#### [Given records]
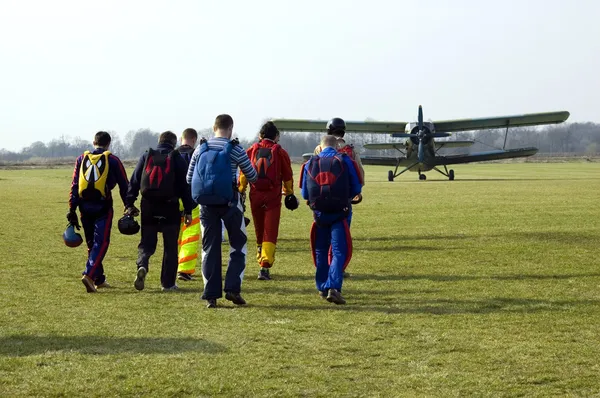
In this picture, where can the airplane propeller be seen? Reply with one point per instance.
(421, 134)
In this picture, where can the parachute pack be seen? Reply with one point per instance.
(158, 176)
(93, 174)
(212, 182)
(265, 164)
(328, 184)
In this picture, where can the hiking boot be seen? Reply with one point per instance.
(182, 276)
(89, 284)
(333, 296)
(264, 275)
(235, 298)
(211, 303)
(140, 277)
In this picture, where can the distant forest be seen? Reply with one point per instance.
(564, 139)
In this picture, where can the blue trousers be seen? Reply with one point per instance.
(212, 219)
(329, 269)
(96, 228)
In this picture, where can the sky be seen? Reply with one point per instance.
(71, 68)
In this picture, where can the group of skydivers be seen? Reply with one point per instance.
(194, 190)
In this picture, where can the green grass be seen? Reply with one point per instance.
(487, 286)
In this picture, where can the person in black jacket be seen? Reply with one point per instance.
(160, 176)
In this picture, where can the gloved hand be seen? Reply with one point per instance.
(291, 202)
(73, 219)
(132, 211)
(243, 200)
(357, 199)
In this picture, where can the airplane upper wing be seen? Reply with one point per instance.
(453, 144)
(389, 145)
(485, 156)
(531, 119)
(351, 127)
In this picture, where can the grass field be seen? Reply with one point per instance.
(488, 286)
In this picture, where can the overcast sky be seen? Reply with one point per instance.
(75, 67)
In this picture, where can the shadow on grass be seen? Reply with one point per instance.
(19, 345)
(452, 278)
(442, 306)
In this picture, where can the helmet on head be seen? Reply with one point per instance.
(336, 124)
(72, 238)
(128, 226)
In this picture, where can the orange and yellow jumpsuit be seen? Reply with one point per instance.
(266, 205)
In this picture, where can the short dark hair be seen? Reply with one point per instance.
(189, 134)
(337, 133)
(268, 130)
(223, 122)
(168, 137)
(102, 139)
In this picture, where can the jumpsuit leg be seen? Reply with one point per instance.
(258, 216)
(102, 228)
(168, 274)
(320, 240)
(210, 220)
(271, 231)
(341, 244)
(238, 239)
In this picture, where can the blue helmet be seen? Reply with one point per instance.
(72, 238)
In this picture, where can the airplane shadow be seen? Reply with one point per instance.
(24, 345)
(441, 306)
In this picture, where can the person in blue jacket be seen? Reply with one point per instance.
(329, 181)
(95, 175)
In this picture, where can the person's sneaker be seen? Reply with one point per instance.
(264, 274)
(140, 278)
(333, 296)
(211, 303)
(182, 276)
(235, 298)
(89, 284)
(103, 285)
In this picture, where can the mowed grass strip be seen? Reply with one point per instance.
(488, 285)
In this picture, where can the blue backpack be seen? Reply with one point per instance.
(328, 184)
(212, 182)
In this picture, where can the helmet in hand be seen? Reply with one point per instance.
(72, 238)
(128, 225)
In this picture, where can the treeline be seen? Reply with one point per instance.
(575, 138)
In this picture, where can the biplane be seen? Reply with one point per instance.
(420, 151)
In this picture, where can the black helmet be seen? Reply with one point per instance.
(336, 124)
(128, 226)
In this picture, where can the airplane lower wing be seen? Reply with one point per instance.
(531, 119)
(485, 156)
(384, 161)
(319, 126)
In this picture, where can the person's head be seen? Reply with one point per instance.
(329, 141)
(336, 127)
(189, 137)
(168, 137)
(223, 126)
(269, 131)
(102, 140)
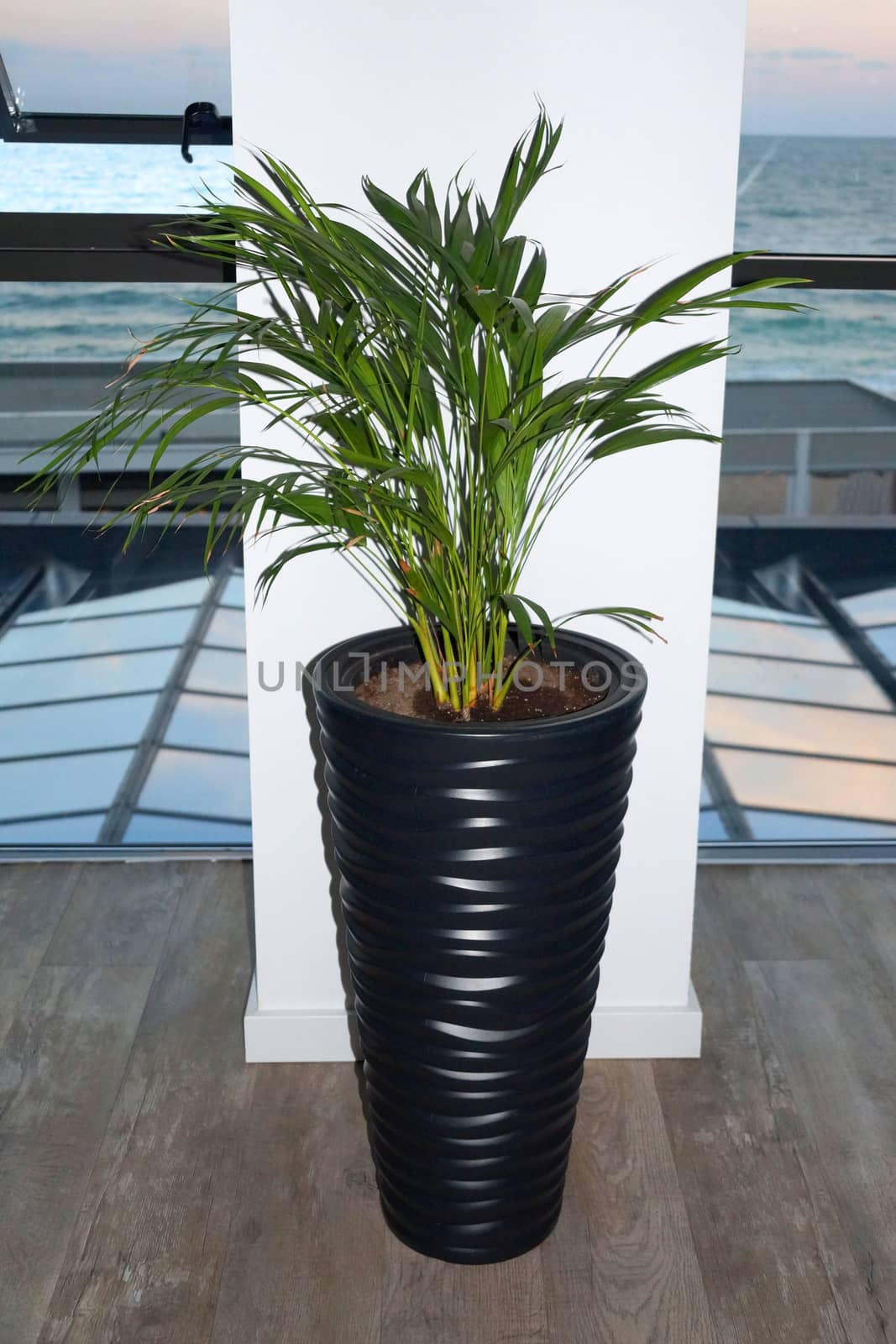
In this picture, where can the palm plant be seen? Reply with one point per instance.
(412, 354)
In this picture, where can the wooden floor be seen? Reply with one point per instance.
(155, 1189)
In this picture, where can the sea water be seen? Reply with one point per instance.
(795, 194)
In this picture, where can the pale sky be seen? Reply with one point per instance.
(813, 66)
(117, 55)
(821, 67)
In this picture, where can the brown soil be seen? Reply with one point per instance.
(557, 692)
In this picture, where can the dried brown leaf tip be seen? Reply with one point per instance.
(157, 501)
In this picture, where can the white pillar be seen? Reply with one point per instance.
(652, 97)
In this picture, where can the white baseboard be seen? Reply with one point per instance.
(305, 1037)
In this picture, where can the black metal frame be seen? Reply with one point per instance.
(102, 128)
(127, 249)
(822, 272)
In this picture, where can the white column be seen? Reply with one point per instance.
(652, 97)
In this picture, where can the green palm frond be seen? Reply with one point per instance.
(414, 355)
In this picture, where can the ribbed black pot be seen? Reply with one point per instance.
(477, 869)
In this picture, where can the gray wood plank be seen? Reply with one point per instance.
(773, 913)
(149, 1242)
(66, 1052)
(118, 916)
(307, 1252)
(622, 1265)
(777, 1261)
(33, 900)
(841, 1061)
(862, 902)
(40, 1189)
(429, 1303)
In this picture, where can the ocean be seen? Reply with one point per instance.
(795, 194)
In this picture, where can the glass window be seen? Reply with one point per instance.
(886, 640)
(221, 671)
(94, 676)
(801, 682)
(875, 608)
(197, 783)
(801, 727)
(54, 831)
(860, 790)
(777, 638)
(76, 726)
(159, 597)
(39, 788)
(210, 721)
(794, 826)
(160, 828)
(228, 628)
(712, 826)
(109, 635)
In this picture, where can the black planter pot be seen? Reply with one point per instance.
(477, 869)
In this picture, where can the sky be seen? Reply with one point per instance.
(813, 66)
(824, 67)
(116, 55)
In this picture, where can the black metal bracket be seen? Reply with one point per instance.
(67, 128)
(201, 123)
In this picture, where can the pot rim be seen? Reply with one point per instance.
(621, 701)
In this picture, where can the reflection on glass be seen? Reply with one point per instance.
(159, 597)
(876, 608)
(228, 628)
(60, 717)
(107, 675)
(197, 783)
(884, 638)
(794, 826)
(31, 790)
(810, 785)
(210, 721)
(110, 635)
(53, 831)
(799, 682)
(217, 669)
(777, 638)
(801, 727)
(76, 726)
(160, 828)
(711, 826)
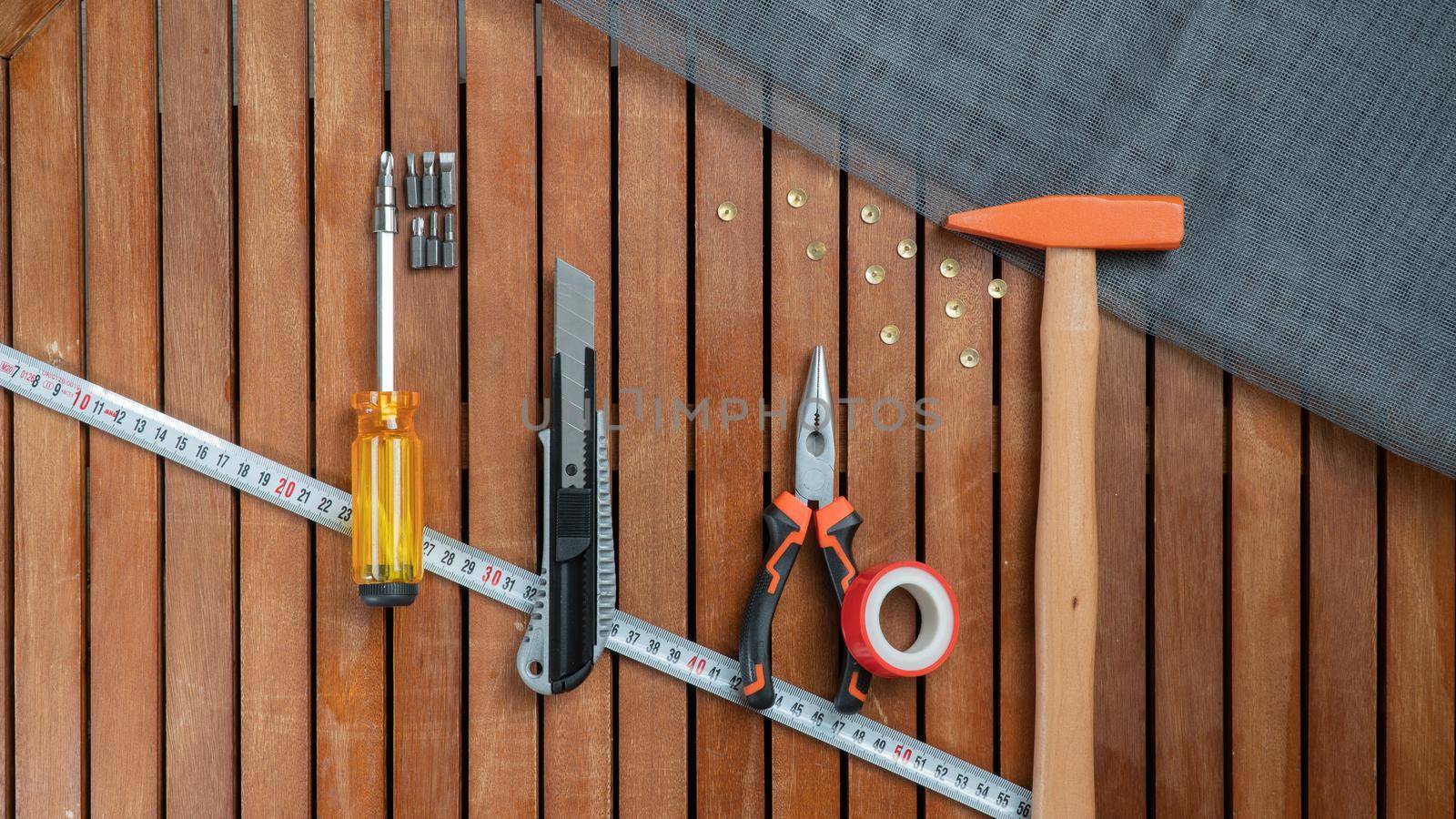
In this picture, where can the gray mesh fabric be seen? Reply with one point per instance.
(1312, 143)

#### [Exercise requirements]
Can you rewrite all of the lines above, swapping "In this picture" for "In this photo" wherever it occurs and keeping everything else the same? Leave the pictures out of your answer.

#### [Exercise result]
In this photo, where can the airplane propeller be seen? Reply with one point per instance.
(421, 134)
In this photo, where can the parachute pack be seen? Reply with one point per instance.
(158, 176)
(93, 174)
(212, 182)
(265, 164)
(328, 184)
In this photo, where can the hiking boot be seen? Reply with one point per instance.
(182, 276)
(89, 284)
(333, 296)
(264, 275)
(235, 298)
(211, 303)
(140, 277)
In this photo, where can the distant forest be seen? Reply with one point per instance.
(564, 139)
In this photo, where can the blue trousers be seen? Reply with one point per instance.
(212, 219)
(329, 269)
(96, 228)
In this photo, where can the sky be seen? Reply with one point per instance.
(71, 68)
In this photo, where can the group of skydivers be seen? Reply with one point per instance.
(194, 190)
In this photo, where can the green grass be seen? Reply with one point per instance.
(487, 286)
In this photo, where can the person in black jacket be seen? Reply with one point per instance.
(160, 176)
In this photo, where can the gloved hand be seen? Reply with one point per instance.
(291, 202)
(73, 219)
(132, 211)
(243, 200)
(357, 199)
In this photo, where can the airplane upper wing be seen? Reply with one point per instance.
(453, 144)
(389, 145)
(485, 156)
(531, 119)
(351, 127)
In this photo, where can the grass field be seen? Reply with one point per instance.
(488, 286)
In this photo, where can the overcast sky be seen? Reply with one point per instance.
(75, 67)
In this photo, where can the shadow on grass be seen? Reply with one point per instance.
(19, 345)
(452, 278)
(442, 306)
In this photo, where can the helmet on head be seen? Reply with one point per instance.
(336, 124)
(72, 238)
(128, 226)
In this photo, where can the orange and yellow jumpsuit be seen? Reply with one point per instance.
(266, 205)
In this photo, where can the short dark hair be seen? Reply with one point per instance.
(189, 134)
(337, 133)
(268, 130)
(223, 122)
(168, 137)
(102, 139)
In this photo, where can the jumpsuit leg be seen? Reply with one point per instance.
(258, 216)
(102, 228)
(168, 274)
(320, 240)
(210, 220)
(271, 231)
(341, 244)
(238, 239)
In this photo, where can the blue helmet be seen? Reply with one point per instance.
(72, 238)
In this photo, where can the airplane shadow be seen? Reply with one point per instance.
(24, 345)
(441, 306)
In this photo, where can the person in blue jacket be seen? Reply with one point per instance.
(329, 181)
(95, 175)
In this photo, where can the person's sneaker be seen? Reply with one point per instance.
(264, 274)
(140, 278)
(333, 296)
(211, 303)
(182, 276)
(235, 298)
(89, 284)
(103, 285)
In this photo, where can the mowed grass strip be seen? Reply with one point per instance.
(488, 285)
In this photo, where can the blue backpack be seen? Reply with one point per instance.
(328, 184)
(212, 182)
In this photo, where can the helmet in hand be seen? Reply with one point per instance.
(72, 238)
(128, 225)
In this photo, where can the treeline be seen? Reply with one point per instance.
(575, 138)
In this photo, where can the biplane be seen? Reply with one point per instance.
(420, 151)
In this photo, where can the black helmet be seen? Reply with one point per instance.
(336, 124)
(128, 226)
In this photo, where can the airplane lower wing be seen? Reply with one point per instance.
(531, 119)
(485, 156)
(384, 161)
(319, 126)
In this photo, where can the person's head be seen? Reply with one point per instance.
(329, 141)
(336, 127)
(189, 137)
(168, 137)
(223, 126)
(269, 131)
(102, 140)
In this photo, where can the palm plant be seen? Reply with one point per instance.
(412, 354)
In this photo, where can the wooden floor be seen? Reply with one point per instance.
(155, 1189)
In this photo, where can the sea water be seen? Reply with one point per instance.
(795, 194)
In this photo, where can the pale sky be seen? Reply with one point per instance.
(813, 66)
(117, 55)
(821, 67)
In this photo, where can the brown soil be seen? Reply with one point per instance.
(557, 692)
In this photo, where can the dried brown leaf tip be seen? Reply with one point per instance.
(157, 501)
In this photo, where can the white pillar be seen? Reply with one point per instance.
(652, 97)
In this photo, where can the white baseboard be seen? Reply with one point per instance.
(305, 1037)
In this photo, where can the black metal frame be seen? Reply with one point per instance.
(102, 128)
(127, 249)
(822, 272)
In this photo, where can the white column be seen? Reply with one point per instance.
(652, 97)
In this photo, where can the green palm frond be seen? Reply with one point per instance.
(414, 355)
In this photo, where can the ribbed black pot be seen? Reply with one point per instance.
(477, 869)
In this photo, where can the gray wood plank be seen? Reply with one point per instance.
(773, 913)
(149, 1242)
(66, 1052)
(118, 916)
(307, 1252)
(622, 1265)
(777, 1261)
(33, 900)
(841, 1061)
(862, 902)
(40, 1189)
(429, 1303)
In this photo, where can the ocean be seen? Reply with one point per instance.
(795, 194)
In this photo, where can the glass window be seen? Reply with one point per instance.
(886, 640)
(221, 671)
(94, 676)
(801, 682)
(875, 608)
(197, 783)
(801, 727)
(54, 831)
(860, 790)
(777, 638)
(76, 726)
(159, 597)
(39, 788)
(210, 721)
(794, 826)
(160, 828)
(228, 628)
(712, 826)
(109, 635)
In this photo, where can the black planter pot be seen? Reply with one point per instance.
(477, 869)
In this photo, where can the sky be seen? Reply with one point per instance.
(813, 66)
(824, 67)
(116, 55)
In this photo, where can the black metal bracket be seen? Reply with one point per instance.
(67, 128)
(201, 123)
In this photo, where can the pot rim be seen? Reply with one point per instance.
(621, 701)
In this photo, where can the reflection on glass be seen? Reply with one point per instance.
(159, 597)
(876, 608)
(228, 628)
(60, 717)
(107, 675)
(197, 783)
(884, 638)
(794, 826)
(31, 790)
(810, 785)
(210, 721)
(110, 635)
(53, 831)
(799, 682)
(217, 669)
(777, 638)
(801, 727)
(76, 726)
(160, 828)
(711, 826)
In this photo, where can the gray mesh fabric be seen? Reply with one point per instance.
(1312, 143)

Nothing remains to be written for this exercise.